## WHAT IS EXPECTED:
Copy the lines below, starting with the line that contains "In this exercise you will locate the black stroller" and going on through the last line, shifting every coordinate up by 58. Keep the requests in place as they are.

## LISTING:
***
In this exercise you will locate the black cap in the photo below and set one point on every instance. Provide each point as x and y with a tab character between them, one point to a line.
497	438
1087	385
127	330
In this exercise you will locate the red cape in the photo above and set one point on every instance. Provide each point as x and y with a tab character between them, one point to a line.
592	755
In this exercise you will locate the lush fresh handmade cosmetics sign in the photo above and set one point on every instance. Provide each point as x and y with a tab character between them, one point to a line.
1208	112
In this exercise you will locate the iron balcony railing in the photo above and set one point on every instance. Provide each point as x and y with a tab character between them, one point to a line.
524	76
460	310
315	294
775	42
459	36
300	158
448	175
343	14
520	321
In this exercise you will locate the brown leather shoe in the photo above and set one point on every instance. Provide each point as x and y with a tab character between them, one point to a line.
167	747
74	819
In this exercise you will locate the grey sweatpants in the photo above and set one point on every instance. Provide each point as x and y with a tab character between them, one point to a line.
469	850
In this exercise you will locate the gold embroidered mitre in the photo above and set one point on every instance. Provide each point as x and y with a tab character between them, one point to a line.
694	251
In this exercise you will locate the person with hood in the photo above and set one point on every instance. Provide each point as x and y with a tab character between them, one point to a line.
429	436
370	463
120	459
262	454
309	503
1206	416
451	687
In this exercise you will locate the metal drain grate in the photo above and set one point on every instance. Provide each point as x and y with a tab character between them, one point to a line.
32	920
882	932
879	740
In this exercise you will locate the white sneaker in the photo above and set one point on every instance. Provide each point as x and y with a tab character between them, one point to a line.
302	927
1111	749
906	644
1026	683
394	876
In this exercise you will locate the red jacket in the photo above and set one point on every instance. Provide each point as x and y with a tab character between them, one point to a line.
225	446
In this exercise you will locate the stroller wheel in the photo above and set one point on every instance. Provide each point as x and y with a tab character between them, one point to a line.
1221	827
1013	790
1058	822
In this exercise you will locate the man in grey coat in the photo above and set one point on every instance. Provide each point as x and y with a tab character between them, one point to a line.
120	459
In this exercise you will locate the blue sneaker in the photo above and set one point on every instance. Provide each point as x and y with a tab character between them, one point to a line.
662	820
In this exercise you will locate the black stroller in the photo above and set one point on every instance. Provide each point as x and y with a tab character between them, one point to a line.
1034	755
***
## RESPONSE:
In this exercise you will locate the black stroller in the photo above and set one point on every instance. Provide each point as x and y with a tab character between them, one point to a line.
1092	813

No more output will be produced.